— About this exercise —
Could you set down, exactly as they stand, only the lines from the one containing "Where is the green" through the end of the listing?

— Data records —

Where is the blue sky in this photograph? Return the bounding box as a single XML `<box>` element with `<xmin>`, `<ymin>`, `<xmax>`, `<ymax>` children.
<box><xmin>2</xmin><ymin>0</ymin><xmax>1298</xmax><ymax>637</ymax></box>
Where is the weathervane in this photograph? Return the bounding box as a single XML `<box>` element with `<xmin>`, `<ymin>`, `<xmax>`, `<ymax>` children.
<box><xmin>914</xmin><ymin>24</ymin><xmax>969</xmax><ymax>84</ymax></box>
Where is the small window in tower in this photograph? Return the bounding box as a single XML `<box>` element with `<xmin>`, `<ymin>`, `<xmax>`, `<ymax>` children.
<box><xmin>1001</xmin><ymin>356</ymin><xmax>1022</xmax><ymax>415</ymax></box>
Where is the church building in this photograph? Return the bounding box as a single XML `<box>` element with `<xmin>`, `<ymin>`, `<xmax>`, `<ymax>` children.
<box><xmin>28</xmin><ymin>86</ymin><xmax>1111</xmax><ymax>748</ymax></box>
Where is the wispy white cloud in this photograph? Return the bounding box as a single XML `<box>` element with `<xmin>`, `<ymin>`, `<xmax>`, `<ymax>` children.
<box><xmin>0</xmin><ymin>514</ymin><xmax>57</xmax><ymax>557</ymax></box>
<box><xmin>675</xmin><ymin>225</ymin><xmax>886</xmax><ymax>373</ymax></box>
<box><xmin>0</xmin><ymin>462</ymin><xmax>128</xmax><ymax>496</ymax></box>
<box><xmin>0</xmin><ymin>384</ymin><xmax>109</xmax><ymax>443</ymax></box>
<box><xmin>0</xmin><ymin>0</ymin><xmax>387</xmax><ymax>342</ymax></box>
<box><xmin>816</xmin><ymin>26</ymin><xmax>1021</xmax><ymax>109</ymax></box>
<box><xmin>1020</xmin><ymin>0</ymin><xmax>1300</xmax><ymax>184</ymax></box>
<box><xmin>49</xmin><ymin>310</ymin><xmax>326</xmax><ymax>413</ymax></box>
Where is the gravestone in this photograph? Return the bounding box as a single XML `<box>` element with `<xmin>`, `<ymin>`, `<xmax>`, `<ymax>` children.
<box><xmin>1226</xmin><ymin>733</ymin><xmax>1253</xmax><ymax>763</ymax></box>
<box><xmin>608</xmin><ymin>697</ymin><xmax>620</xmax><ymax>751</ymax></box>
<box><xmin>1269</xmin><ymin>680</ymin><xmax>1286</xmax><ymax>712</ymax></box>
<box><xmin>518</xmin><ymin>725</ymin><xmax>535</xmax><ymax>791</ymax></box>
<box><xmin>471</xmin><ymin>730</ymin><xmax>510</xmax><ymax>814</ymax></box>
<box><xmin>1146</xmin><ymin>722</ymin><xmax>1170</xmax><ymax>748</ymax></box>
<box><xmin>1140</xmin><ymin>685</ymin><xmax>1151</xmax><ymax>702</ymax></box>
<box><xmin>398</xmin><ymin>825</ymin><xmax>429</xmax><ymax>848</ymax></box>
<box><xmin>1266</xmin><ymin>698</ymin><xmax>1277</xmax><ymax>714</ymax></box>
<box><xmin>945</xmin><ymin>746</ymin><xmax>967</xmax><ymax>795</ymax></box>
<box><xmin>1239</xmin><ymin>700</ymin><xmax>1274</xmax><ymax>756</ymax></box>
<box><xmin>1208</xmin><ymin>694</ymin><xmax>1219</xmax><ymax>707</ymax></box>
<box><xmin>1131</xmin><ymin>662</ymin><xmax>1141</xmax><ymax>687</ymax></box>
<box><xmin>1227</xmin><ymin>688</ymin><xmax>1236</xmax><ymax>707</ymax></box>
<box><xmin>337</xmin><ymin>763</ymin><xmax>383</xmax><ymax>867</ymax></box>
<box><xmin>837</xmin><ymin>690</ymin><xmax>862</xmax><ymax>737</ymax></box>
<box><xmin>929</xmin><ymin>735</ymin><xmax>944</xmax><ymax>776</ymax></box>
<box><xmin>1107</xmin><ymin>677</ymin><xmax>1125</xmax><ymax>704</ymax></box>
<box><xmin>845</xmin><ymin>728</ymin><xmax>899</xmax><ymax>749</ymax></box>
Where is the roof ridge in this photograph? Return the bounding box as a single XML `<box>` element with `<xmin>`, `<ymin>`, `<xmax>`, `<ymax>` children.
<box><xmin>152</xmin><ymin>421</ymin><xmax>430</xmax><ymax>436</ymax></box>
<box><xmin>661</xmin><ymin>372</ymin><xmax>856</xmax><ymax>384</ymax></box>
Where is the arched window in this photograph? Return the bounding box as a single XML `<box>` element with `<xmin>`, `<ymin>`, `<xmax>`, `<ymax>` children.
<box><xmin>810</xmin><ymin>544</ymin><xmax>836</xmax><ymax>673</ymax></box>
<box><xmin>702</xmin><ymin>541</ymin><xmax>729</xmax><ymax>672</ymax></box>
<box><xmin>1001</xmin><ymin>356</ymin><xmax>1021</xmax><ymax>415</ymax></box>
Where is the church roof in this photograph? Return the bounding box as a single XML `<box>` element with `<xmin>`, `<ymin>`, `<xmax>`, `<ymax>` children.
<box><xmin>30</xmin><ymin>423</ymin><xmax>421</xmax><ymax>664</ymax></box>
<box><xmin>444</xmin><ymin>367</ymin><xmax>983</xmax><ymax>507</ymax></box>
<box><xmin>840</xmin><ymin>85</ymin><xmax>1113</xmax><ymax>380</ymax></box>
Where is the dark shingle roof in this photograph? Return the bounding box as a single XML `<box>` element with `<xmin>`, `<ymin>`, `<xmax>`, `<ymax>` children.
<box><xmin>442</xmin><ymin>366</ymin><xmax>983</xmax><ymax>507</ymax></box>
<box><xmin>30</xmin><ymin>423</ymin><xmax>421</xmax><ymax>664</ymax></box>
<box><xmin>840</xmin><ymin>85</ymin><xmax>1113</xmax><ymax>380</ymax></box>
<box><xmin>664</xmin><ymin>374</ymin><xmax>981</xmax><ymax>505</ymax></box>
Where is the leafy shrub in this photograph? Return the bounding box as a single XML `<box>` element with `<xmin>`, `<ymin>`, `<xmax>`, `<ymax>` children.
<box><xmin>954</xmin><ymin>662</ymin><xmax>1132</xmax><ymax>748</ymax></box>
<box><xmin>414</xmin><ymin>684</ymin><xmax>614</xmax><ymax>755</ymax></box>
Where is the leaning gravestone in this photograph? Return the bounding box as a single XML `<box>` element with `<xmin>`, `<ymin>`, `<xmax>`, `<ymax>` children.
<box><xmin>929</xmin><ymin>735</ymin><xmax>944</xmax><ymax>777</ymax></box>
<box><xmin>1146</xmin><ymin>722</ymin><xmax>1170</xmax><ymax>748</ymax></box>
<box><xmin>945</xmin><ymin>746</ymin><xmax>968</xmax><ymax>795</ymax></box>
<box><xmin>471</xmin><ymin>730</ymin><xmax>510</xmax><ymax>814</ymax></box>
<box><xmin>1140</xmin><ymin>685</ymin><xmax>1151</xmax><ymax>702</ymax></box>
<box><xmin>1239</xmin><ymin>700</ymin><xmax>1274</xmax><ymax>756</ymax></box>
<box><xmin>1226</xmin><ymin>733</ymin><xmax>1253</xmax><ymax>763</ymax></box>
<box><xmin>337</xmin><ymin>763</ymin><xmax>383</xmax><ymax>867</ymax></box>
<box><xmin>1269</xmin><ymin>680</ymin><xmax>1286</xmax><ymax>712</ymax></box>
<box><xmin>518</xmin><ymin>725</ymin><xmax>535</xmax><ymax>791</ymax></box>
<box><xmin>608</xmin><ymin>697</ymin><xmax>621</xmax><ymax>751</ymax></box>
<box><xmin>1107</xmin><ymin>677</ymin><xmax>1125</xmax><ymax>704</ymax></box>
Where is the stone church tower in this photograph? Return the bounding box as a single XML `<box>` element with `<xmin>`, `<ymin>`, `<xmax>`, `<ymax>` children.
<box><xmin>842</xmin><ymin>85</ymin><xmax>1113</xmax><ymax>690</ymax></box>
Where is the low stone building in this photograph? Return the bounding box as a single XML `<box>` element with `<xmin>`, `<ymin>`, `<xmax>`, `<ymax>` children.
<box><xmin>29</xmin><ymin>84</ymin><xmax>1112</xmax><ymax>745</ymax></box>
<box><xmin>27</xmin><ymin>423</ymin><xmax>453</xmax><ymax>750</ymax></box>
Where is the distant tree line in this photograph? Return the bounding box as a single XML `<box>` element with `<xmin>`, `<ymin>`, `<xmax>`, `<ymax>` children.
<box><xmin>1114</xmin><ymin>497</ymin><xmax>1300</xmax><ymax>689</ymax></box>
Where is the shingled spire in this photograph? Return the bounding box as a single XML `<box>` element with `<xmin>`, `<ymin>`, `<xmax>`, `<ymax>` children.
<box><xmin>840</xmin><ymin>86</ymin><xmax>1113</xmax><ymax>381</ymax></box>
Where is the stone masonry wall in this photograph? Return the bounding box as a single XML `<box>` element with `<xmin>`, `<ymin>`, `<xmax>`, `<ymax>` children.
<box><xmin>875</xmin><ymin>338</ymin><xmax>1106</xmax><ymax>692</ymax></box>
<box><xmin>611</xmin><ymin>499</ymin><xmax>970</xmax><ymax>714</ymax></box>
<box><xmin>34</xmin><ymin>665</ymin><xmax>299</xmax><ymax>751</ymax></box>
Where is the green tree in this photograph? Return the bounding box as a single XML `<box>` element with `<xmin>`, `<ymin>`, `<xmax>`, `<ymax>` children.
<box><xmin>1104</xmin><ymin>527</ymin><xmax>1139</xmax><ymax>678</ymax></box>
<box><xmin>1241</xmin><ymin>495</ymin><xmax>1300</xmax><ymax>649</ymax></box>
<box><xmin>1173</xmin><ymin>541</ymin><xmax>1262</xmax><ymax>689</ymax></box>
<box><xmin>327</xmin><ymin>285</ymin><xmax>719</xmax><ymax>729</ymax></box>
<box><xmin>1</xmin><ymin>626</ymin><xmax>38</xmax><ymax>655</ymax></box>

— Reply to the task —
Where is the green tree in this photograph? Return the bounding box as a single XML `<box>` element with `<xmin>`, `<ymin>`, `<xmax>`, `<ymax>` children.
<box><xmin>1104</xmin><ymin>527</ymin><xmax>1139</xmax><ymax>678</ymax></box>
<box><xmin>1241</xmin><ymin>495</ymin><xmax>1300</xmax><ymax>649</ymax></box>
<box><xmin>1173</xmin><ymin>541</ymin><xmax>1262</xmax><ymax>689</ymax></box>
<box><xmin>327</xmin><ymin>285</ymin><xmax>719</xmax><ymax>729</ymax></box>
<box><xmin>1</xmin><ymin>626</ymin><xmax>38</xmax><ymax>655</ymax></box>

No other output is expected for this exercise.